DESCRIPTION OF THE TASK :: The answer must consist only of the lines in the records below from the line with "Task: locate the stainless" to the line with "Task: locate the black", both included, copied word for word with every picture left out.

RECORDS TO PROCESS ::
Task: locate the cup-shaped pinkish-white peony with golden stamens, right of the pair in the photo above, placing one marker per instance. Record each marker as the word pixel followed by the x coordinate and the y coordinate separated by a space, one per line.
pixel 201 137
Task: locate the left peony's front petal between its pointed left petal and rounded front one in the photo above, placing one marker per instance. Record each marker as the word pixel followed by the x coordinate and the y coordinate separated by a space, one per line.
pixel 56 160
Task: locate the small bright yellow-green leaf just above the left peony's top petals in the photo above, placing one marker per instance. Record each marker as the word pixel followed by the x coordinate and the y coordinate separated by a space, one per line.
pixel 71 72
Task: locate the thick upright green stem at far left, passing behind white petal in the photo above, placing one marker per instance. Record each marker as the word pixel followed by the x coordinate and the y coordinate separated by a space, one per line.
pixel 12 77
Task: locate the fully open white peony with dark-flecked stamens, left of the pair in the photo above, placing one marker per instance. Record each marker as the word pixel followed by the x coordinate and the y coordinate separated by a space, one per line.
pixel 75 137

---

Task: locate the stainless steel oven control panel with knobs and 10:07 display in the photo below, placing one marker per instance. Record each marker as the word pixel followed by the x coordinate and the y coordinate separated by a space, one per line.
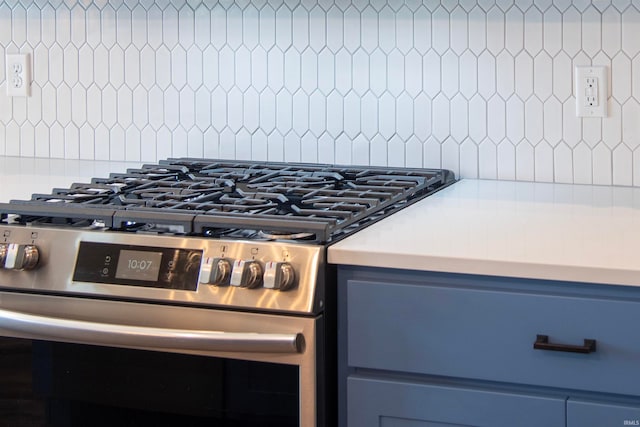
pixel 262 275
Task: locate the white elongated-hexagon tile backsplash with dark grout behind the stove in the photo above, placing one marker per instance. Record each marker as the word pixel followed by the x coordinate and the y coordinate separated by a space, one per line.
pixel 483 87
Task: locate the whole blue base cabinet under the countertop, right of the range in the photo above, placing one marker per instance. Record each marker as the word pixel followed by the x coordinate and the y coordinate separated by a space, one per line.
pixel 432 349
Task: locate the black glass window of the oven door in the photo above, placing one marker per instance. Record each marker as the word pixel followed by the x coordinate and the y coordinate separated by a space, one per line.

...

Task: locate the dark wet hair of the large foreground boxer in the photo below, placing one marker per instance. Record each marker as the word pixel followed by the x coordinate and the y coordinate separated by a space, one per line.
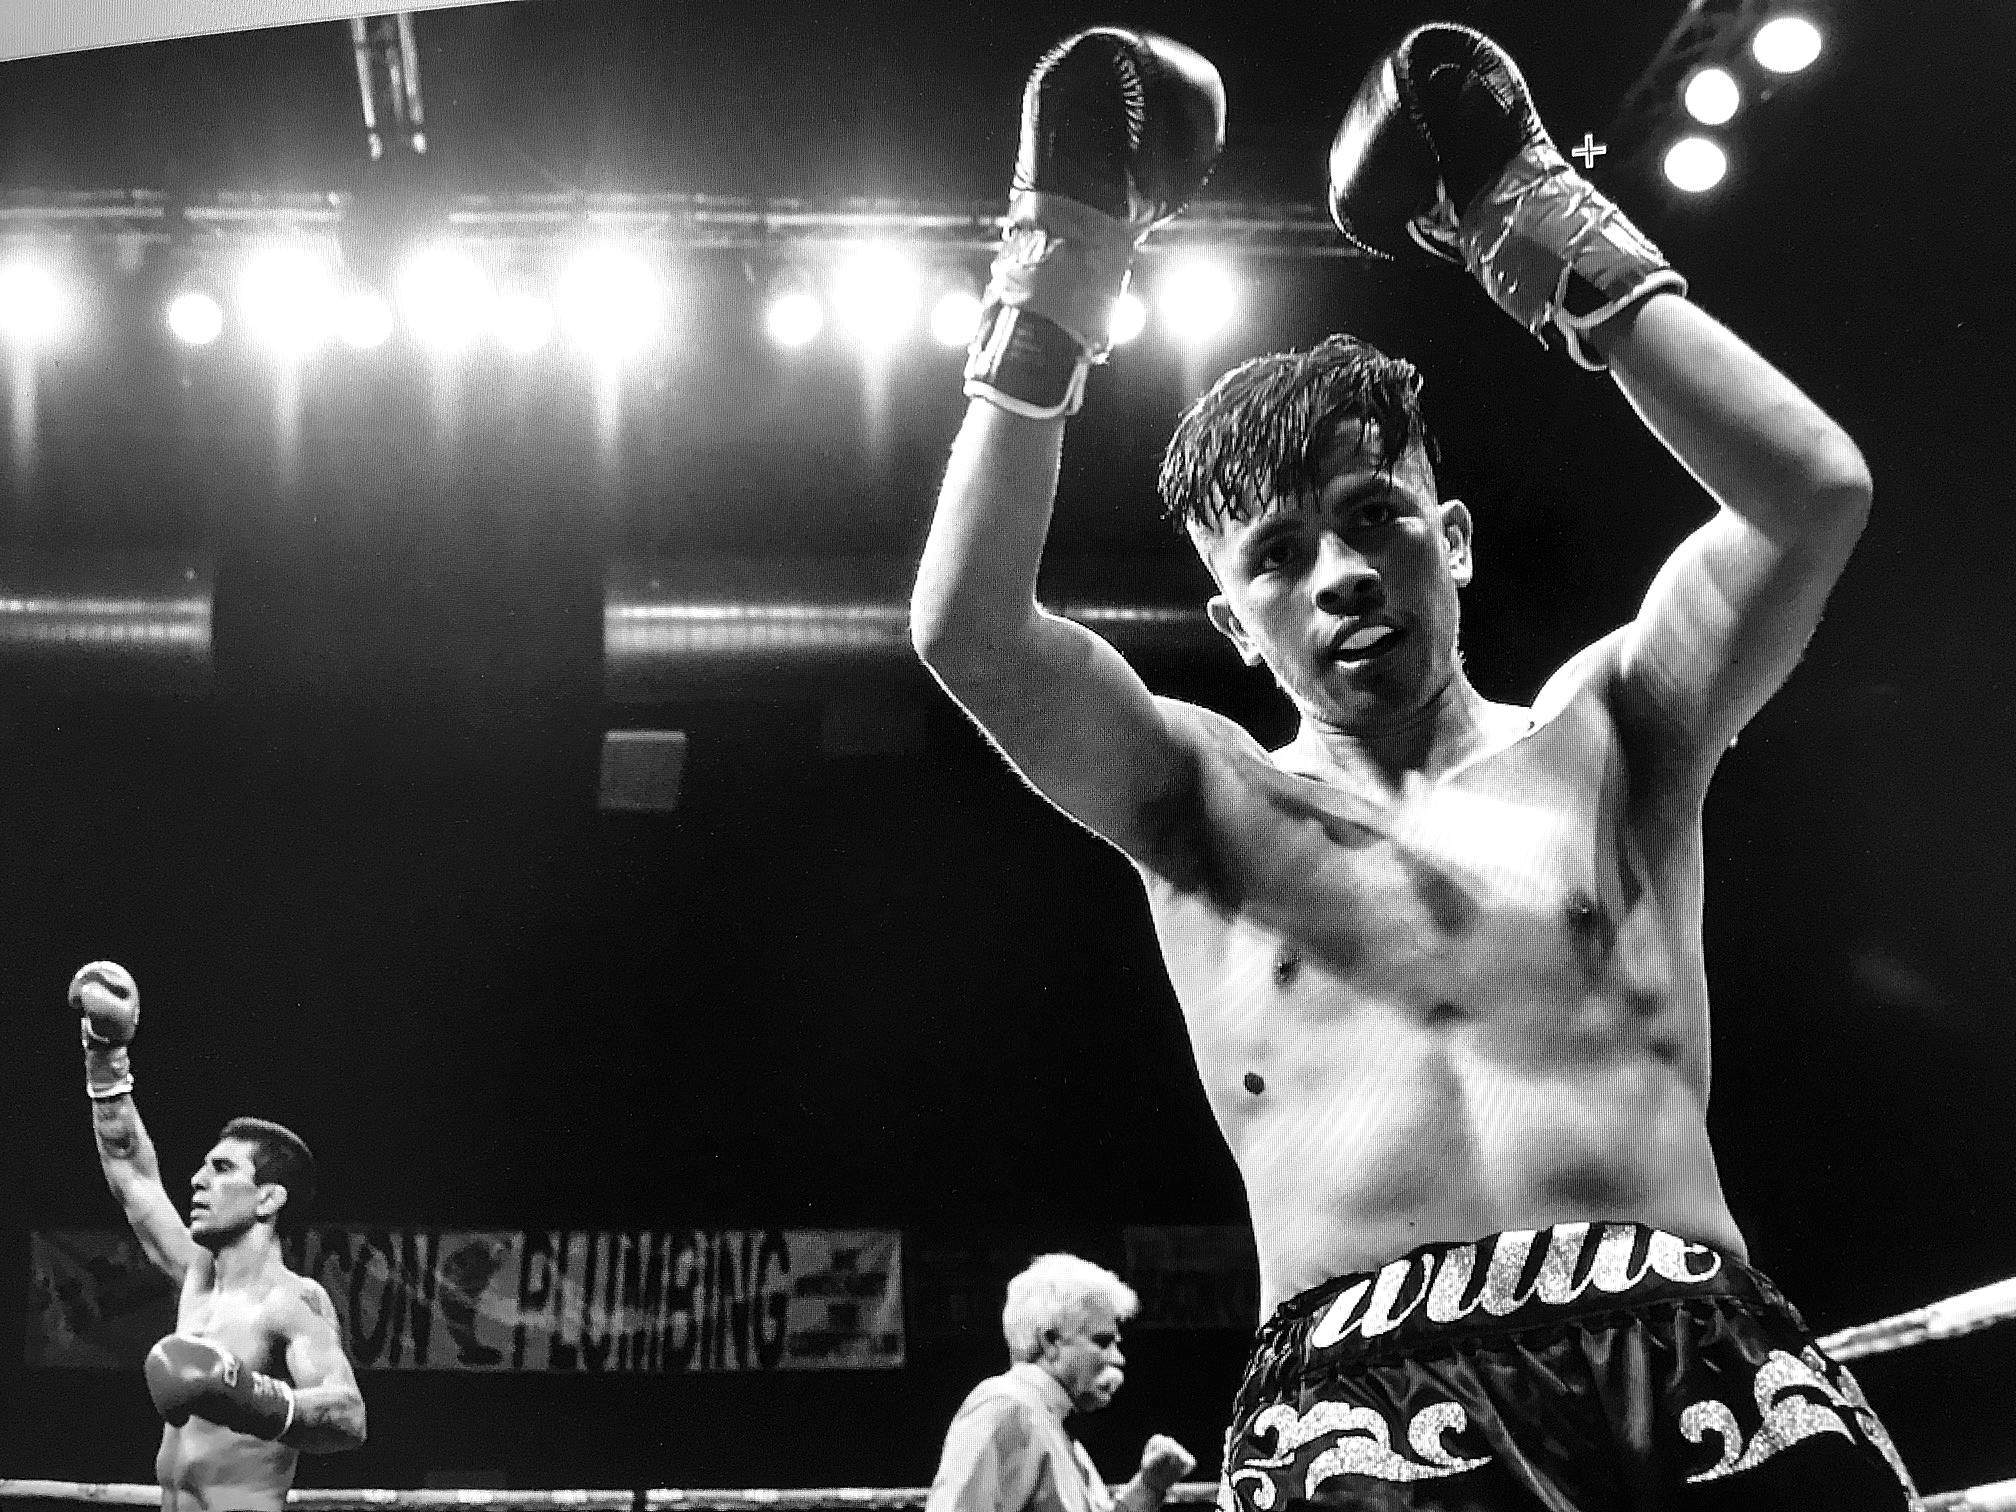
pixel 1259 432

EXERCISE OUTPUT ::
Task: locate the stainless steel oven control panel with knobs and 10:07 display in the photo below, placing one marker per instance. Record each marker as the word pixel followed by the x coordinate and the y coordinate separated by a space, one per line.
pixel 262 275
Task: locate the white elongated-hexagon tile backsplash with dark grout behind the stove in the photo above, placing one marker per instance. Record each marker as the word pixel followed by the x coordinate and the y coordinate separated by a space, one per line.
pixel 483 87
Task: locate the whole blue base cabinet under the countertop, right of the range in the photo above, placing one marker per instance. Record each marker as the word pixel followed by the x coordinate and the y coordinate separated by a space, one per line.
pixel 432 349
Task: locate the black glass window of the oven door in the photo above, placing one marker per instance. Record each marker as the word pixel followed by the x coordinate and the y coordinate separated by a space, one per line.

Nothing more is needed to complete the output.